--- GIVEN ENTRIES ---

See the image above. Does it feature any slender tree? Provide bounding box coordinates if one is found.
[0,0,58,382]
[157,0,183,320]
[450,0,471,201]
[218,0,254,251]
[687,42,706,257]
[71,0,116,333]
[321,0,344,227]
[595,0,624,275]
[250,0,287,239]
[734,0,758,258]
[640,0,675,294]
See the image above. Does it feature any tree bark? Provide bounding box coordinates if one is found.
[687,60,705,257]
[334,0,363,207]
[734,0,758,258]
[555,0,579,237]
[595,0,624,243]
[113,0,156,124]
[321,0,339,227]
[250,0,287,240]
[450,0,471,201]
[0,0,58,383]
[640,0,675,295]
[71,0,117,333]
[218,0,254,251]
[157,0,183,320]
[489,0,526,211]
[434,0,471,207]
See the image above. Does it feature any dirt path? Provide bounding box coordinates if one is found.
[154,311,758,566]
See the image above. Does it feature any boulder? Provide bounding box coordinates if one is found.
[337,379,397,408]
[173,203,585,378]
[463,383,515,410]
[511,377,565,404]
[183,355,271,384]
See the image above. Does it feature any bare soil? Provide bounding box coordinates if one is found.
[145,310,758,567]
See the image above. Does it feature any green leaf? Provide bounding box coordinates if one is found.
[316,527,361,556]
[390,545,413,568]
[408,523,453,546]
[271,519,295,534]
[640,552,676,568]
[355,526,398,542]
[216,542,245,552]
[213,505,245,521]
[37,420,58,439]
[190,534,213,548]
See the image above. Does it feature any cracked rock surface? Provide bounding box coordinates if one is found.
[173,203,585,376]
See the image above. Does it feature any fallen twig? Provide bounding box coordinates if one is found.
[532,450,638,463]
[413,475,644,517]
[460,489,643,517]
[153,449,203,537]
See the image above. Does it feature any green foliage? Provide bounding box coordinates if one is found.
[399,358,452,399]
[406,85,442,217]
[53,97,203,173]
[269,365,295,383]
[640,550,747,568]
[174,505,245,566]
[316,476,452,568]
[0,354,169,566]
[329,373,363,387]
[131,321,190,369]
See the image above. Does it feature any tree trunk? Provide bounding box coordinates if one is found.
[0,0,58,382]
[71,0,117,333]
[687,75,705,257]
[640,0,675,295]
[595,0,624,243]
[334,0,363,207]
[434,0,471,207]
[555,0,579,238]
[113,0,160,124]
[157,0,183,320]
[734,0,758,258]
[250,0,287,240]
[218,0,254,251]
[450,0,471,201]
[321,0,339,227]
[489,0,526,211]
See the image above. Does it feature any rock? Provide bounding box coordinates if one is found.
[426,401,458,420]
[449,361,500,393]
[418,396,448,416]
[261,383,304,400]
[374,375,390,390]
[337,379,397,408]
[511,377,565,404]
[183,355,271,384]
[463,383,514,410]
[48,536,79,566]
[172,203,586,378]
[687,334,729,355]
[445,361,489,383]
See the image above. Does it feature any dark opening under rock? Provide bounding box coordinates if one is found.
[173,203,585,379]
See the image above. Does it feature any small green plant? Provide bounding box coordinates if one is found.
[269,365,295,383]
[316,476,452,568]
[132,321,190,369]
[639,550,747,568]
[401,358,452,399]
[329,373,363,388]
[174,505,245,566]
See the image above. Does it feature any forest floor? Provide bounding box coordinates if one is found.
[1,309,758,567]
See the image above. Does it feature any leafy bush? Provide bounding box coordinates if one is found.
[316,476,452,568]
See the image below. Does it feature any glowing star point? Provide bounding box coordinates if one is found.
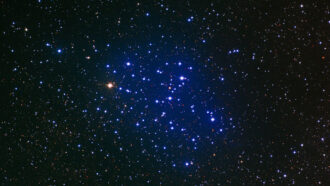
[106,82,114,89]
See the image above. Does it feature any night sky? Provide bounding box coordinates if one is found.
[0,0,330,185]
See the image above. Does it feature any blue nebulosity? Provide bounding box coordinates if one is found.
[0,0,330,185]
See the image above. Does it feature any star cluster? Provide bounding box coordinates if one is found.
[0,0,330,185]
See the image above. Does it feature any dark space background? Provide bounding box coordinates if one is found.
[0,0,330,185]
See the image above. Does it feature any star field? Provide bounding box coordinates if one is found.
[0,0,330,185]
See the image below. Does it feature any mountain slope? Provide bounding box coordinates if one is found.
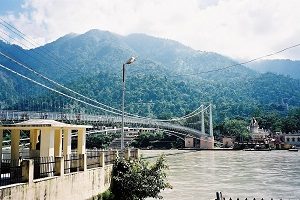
[0,30,300,120]
[249,59,300,79]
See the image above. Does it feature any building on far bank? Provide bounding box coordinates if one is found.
[249,117,271,142]
[284,131,300,147]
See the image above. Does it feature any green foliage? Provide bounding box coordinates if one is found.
[131,132,184,149]
[0,30,300,125]
[86,133,121,149]
[111,156,171,200]
[221,119,249,138]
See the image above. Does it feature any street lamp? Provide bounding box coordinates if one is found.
[121,57,135,152]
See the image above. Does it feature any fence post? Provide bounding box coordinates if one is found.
[125,148,130,160]
[113,149,119,162]
[79,154,87,171]
[99,152,105,167]
[21,159,34,184]
[134,148,141,159]
[54,156,65,176]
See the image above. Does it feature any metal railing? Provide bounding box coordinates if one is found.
[0,159,22,186]
[30,156,55,179]
[64,154,83,174]
[0,110,206,137]
[215,192,282,200]
[86,150,105,169]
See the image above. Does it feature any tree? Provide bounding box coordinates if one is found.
[221,119,249,138]
[110,156,171,200]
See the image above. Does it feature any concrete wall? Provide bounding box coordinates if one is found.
[0,165,112,200]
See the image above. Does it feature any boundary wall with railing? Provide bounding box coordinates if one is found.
[0,149,139,200]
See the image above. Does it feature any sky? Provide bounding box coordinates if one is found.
[0,0,300,60]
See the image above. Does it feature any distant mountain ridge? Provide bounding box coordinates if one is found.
[0,30,300,120]
[249,59,300,79]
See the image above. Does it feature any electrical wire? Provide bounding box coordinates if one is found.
[168,43,300,77]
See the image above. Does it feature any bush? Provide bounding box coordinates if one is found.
[111,156,171,200]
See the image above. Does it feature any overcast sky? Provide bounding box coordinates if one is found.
[0,0,300,59]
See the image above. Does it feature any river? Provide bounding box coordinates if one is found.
[142,150,300,200]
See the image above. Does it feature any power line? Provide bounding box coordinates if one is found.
[0,18,77,73]
[168,43,300,77]
[0,64,125,115]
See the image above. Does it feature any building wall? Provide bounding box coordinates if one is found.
[284,134,300,146]
[184,137,194,148]
[0,165,112,200]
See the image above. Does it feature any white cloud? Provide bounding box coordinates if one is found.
[1,0,300,59]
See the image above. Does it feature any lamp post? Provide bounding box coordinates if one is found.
[121,57,135,152]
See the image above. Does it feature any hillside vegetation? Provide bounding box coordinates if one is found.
[0,30,300,125]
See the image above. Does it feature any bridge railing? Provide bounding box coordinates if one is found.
[0,110,207,137]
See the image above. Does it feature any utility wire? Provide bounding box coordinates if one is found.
[0,64,125,115]
[0,61,206,122]
[168,43,300,77]
[0,18,77,73]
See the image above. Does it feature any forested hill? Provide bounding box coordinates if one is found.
[249,59,300,79]
[0,30,300,120]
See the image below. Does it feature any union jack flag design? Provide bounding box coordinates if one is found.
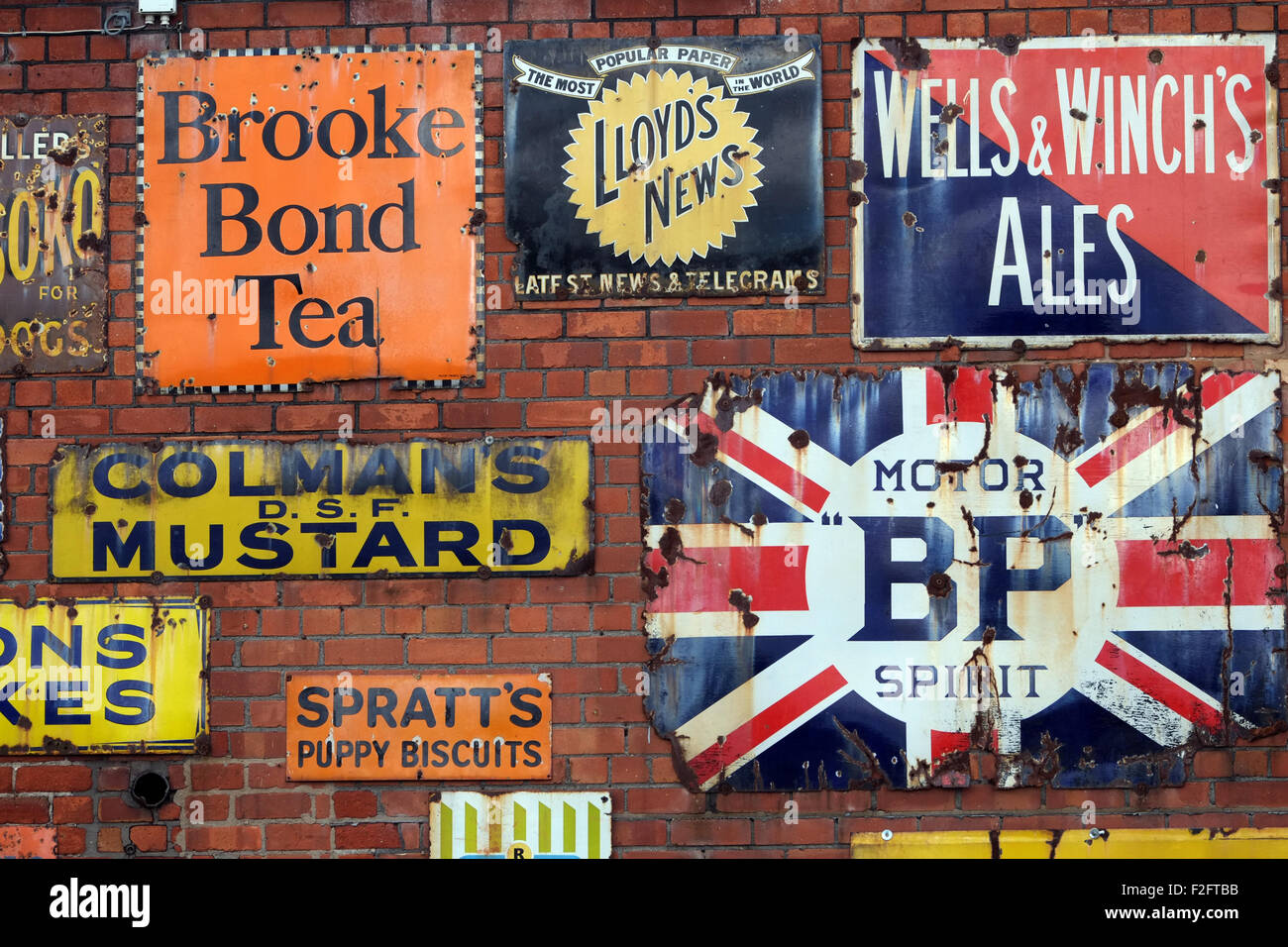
[641,365,1288,789]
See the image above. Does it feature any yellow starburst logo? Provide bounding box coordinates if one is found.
[563,69,764,265]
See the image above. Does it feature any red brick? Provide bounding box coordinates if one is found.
[323,638,403,668]
[648,309,726,336]
[1216,783,1284,809]
[0,797,49,824]
[443,402,522,429]
[755,818,849,845]
[358,402,438,432]
[380,789,430,818]
[693,339,770,366]
[568,309,644,339]
[613,819,683,848]
[210,672,282,697]
[268,0,344,26]
[265,822,331,852]
[181,826,261,852]
[58,826,85,858]
[1234,750,1270,776]
[236,791,313,821]
[514,0,590,16]
[17,764,94,792]
[54,796,94,822]
[492,638,572,664]
[242,638,318,668]
[671,818,751,845]
[1194,750,1234,780]
[130,826,168,852]
[527,401,604,428]
[430,0,509,25]
[115,406,192,434]
[407,638,486,665]
[192,762,246,792]
[335,822,402,849]
[625,783,707,815]
[331,789,376,818]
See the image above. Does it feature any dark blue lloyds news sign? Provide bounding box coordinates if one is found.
[505,35,824,299]
[850,35,1280,348]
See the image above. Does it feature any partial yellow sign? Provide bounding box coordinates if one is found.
[850,828,1288,860]
[0,598,210,756]
[429,791,613,861]
[51,437,591,579]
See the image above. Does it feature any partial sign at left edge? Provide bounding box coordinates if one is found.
[850,34,1282,348]
[137,46,483,390]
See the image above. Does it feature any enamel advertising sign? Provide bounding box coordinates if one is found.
[0,598,210,756]
[505,35,824,299]
[429,791,613,861]
[51,437,591,579]
[0,115,107,376]
[641,364,1288,791]
[137,47,483,390]
[286,672,551,783]
[850,35,1280,351]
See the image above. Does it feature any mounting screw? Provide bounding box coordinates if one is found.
[103,7,134,36]
[130,770,171,809]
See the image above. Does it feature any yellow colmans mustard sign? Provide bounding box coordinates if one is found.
[505,36,824,299]
[0,598,209,755]
[51,437,591,579]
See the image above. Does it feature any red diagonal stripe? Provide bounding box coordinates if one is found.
[1116,539,1284,608]
[1096,642,1221,730]
[647,546,808,613]
[930,729,997,766]
[690,668,846,785]
[680,411,828,513]
[926,368,995,424]
[1076,372,1256,487]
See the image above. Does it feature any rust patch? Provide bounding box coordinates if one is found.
[1248,451,1279,473]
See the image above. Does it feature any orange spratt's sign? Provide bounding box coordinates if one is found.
[137,47,482,389]
[286,672,551,781]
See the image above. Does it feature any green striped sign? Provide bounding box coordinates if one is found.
[429,792,612,858]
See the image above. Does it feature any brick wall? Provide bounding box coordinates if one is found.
[0,0,1288,857]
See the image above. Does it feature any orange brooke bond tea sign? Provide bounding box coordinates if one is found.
[138,47,482,389]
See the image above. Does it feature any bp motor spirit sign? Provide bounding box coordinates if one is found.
[137,47,482,389]
[851,35,1280,348]
[641,365,1288,789]
[505,36,823,299]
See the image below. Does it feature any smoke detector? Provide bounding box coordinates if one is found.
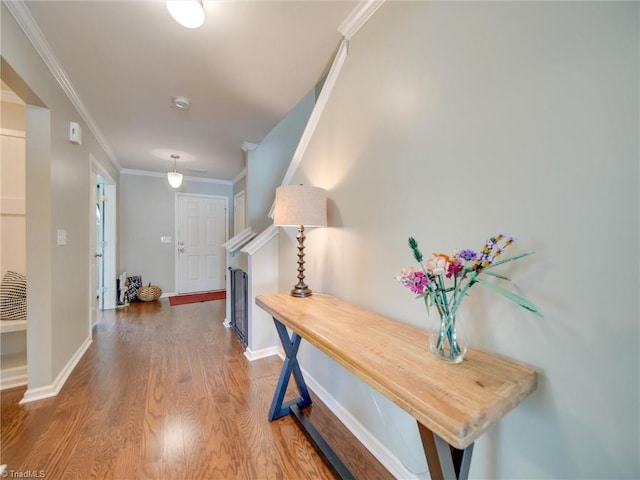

---

Set down the records exactly as they appear, from the line containing "See the image below. Does it feature any union" through the line containing "[563,69,764,265]", inclusive, and leave the pictures out.

See the image below. Does it feature any union jack flag design? Provide bounding box coordinates if one is found.
[641,365,1288,789]
See the image above. Does it feature any yellow starburst logo? Provide bounding box coordinates if one is found.
[563,69,764,265]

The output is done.